AUFGABE 1:
Gib die Zeilen aller Einträge als Markdown-Tabelle mit den Spalten „Nr“ und „Zeile“ aus. Leere Zeilen lässt du weg.

EXTRAHIERTER TEXT:
────────────────────────────────────────
Nella sua creatività e duttilità pittorica inventa personaggi fantastici che suggeriscono azioni e si sostituiscono al mondo reale. Sempre proiettata per una visione fantastica e  un'abilità costruttiva  riesce a trasformare le figure e le forme in immagini che ricordano essere umani.

L'artista,  ricerca i materiali  di recupero che provengono dalla natura legni, vecchi tessuti, chiodi, ferri per  reinventare e rinominarli  in un nuovo ruolo artistico.

Il lavoro di Bärbel Schmidtmann è soprattutto introspettivo affronta tematiche rivolte al giudizio, alla coscienza, al rapporto genitori-figlia che vengono rielaborati in chiave ironica ma toccante.

Nell'ultimo periodo artistico, emerge un'evoluzione: la trasformazione e l'urgenza di modificare i contenuti della propria ricerca artistica.

Riaffiorano i ricordi che vengono rappresentati in  racconti poetici tradotti in strutture pittoriche.

Il riconoscimento dello stile dell'artista è la grande capacità di inventare  composizioni che esprimono una sintesi essenziale della forma.

L'ironia e  le metafore, unite al pensiero e alla ricchezza interiore di Bärbel, sono così determinanti che guidano l'artista alla necessità di concretizzare l'opera.

L'artista,  guarda, ascolta e parla intimamente al suo animo, nascono opere come: ”Pescare nel nulla”, “Realtà invisibile”, “Oma Paula” e vengono rappresentate attraverso forme di natura  simbolica. Sono strutture, sagome curate, cullate, amate dai materiali che vengono rinominati dalla delicatezza e sensibilità di Bärbel come: la canna da pesca, l'amo, la sofficità del bianco, personaggi degli anni sessanta, bottoni e fibbie.

 Il desiderio continuo di scoprire e materializzare i sentimenti i  concetti nascono dal sé dell'artista.

CRISTINA BOARETTO

Docente di Pittura, Istituto d'Arte Pietro Selvatico

Bärbel Schmidtmann  "attraversa" il tempo fermandolo con il suo sguardo interpretativo. Il tempo diviene, il suo tempo-emozione. Nelle sue opere determina ogni attimo trascorso, quasi a fondersi in una sua eternalità di tempo vissuto e sentito. Quindi arte come testimonianza di essere.

VIRGINIA MILICI

Curatrice

Zeuge unserer Zeit zu sein bedeutet nicht nur Spuren, Erinnerungen und Zeugnis zu hinterlassen, sondern vor allem im eigenen Schaffen Gedanken und Gefühle zuzulassen, sich mutig Fragen zu stellen und durch ein freies Herz und unabhängiges Denken erleuchtende Antworten zu geben.

 

Bärbel Schmidtmann, eine Zeugin unserer Zeit. Jedoch nicht ausschließlich.
────────────────────────────────────────
ZU VERARBEITENDE DATEN:
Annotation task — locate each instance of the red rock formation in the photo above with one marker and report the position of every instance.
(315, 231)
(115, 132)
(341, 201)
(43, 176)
────────────────────────────────────────
AUFGABE 2:
Nenne sämtliche Werktitel, die der Text über Bärbel Schmidtmann aufführt.

AUSGABE 1:
| Nr | Zeile |
|---|---|
| 1 | Annotation task — locate each instance of the red rock formation in the photo above with one marker and report the position of every instance. |
| 2 | (315, 231) |
| 3 | (115, 132) |
| 4 | (341, 201) |
| 5 | (43, 176) |

AUSGABE 2:
- Pescare nel nulla
- Realtà invisibile
- Oma Paula